begin PROVIDED TEXT
# HMS Harrier



## dartmouth_green (May 20, 2009)

Hi can anybody help me please.

My dad is just about to celebrate his 95th birthday, and his dad served on HMS Harrier we believe she was a sloop, info is very sketchy. But we would love to be able to print a picture of my grandad's ship for my dads birthday. any help you can offer would be much appreciated we guess he was on the ship around 1875-1890. we have tried all over the web with no joy please can you help.


----------



## Steve Woodward (Sep 4, 2006)

Harrier was a Halcyon class Minesweeper - although they performed far more duties than that for wich they were designed, the Halcyon class are well presented on the internet and Harrier better than most ; CLICK HERE to find out all about this little ship, I need add nothing further it is all on her website.
Give your Grandfather our vey best wishes on his birthday

Steve


----------



## dartmouth_green (May 20, 2009)

Thankyou for your reply but the ship I am looking for was built I believe around 1881 approx, on the site you recomended I could'nt find any that early, please correct me if i'm wrong.


----------



## Steve Woodward (Sep 4, 2006)
end PROVIDED TEXT
REQUIRED ACTIONS
1) In the forum thread about HMS Harrier, what class of ship does Steve Woodward say Harrier was?
2) Count the lines in the rows below that contain the word "lawn". Reply with the number alone.
begin DATASET ROWS
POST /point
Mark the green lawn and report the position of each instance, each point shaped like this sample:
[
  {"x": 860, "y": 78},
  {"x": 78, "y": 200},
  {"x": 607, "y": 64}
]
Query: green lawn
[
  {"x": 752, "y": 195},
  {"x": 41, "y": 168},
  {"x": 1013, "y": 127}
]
end DATASET ROWS
ANSWER SET
1) A Halcyon class minesweeper.

2) 2